• _What is needed_
Put the lines from the one containing "the form (197,240)." through the last line into a Markdown table with the columns Row and Line, numbering each row and leaving out blank lines.

** START Given records **

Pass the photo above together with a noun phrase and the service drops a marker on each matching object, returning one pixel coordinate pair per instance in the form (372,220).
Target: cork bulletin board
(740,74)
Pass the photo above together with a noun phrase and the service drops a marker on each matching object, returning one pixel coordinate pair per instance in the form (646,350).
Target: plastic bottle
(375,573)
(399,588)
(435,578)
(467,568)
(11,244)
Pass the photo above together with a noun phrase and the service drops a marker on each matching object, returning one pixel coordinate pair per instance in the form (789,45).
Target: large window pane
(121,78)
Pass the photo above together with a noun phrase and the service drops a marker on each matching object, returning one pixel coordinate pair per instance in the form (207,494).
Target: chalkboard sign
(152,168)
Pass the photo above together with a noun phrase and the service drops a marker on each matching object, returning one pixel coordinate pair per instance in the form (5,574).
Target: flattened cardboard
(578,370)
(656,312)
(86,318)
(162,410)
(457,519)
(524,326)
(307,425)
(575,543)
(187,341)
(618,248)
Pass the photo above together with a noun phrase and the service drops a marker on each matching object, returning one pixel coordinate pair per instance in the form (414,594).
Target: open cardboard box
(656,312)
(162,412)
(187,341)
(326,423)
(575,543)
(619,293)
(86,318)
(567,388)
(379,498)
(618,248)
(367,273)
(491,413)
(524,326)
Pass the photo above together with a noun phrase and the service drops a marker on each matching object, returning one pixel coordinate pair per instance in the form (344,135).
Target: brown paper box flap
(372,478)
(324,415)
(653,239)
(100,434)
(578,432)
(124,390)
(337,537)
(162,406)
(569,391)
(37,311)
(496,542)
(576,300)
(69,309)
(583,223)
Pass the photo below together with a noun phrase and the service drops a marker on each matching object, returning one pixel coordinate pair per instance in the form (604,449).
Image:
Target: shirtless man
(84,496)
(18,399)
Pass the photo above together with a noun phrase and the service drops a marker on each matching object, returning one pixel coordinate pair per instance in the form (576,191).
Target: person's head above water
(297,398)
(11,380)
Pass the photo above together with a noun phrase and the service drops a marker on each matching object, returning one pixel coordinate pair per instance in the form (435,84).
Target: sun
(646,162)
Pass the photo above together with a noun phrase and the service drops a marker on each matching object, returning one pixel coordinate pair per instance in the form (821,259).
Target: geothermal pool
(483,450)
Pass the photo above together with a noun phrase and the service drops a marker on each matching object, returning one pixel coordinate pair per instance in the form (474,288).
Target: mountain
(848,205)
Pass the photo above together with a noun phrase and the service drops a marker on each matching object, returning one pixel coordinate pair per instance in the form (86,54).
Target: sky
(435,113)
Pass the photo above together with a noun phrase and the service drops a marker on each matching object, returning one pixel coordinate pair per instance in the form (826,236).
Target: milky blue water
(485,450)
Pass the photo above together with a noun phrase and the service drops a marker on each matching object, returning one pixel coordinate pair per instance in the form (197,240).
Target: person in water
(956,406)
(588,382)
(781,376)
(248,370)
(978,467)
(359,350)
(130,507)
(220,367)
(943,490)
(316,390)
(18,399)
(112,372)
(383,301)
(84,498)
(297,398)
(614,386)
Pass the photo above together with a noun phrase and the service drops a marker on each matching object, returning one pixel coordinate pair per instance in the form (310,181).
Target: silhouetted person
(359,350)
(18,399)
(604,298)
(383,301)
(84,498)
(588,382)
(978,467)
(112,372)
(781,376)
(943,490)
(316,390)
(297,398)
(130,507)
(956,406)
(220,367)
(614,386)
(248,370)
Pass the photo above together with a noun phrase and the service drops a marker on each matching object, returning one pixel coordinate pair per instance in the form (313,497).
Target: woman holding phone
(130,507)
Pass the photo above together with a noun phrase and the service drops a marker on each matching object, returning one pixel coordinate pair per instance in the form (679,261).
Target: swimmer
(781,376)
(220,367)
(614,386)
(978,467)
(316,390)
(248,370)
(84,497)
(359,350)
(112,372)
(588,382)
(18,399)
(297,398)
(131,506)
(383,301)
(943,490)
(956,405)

** END Given records **

• _Task result_
| Row | Line |
|---|---|
| 1 | Pass the photo above together with a noun phrase and the service drops a marker on each matching object, returning one pixel coordinate pair per instance in the form (197,240). |
| 2 | Target: person in water |
| 3 | (956,406) |
| 4 | (588,382) |
| 5 | (781,376) |
| 6 | (248,370) |
| 7 | (978,467) |
| 8 | (359,350) |
| 9 | (130,507) |
| 10 | (220,367) |
| 11 | (943,490) |
| 12 | (316,390) |
| 13 | (18,399) |
| 14 | (112,372) |
| 15 | (383,301) |
| 16 | (84,498) |
| 17 | (297,398) |
| 18 | (614,386) |
| 19 | Pass the photo above together with a noun phrase and the service drops a marker on each matching object, returning one pixel coordinate pair per instance in the form (310,181). |
| 20 | Target: silhouetted person |
| 21 | (359,350) |
| 22 | (18,399) |
| 23 | (604,298) |
| 24 | (383,301) |
| 25 | (84,498) |
| 26 | (588,382) |
| 27 | (978,467) |
| 28 | (112,372) |
| 29 | (781,376) |
| 30 | (943,490) |
| 31 | (316,390) |
| 32 | (297,398) |
| 33 | (130,507) |
| 34 | (956,406) |
| 35 | (220,367) |
| 36 | (614,386) |
| 37 | (248,370) |
| 38 | Pass the photo above together with a noun phrase and the service drops a marker on each matching object, returning one pixel coordinate pair per instance in the form (313,497). |
| 39 | Target: woman holding phone |
| 40 | (130,507) |
| 41 | Pass the photo above together with a noun phrase and the service drops a marker on each matching object, returning one pixel coordinate pair per instance in the form (679,261). |
| 42 | Target: swimmer |
| 43 | (781,376) |
| 44 | (220,367) |
| 45 | (614,386) |
| 46 | (978,467) |
| 47 | (316,390) |
| 48 | (248,370) |
| 49 | (84,497) |
| 50 | (359,350) |
| 51 | (112,372) |
| 52 | (588,382) |
| 53 | (18,399) |
| 54 | (297,398) |
| 55 | (131,506) |
| 56 | (383,301) |
| 57 | (943,490) |
| 58 | (956,405) |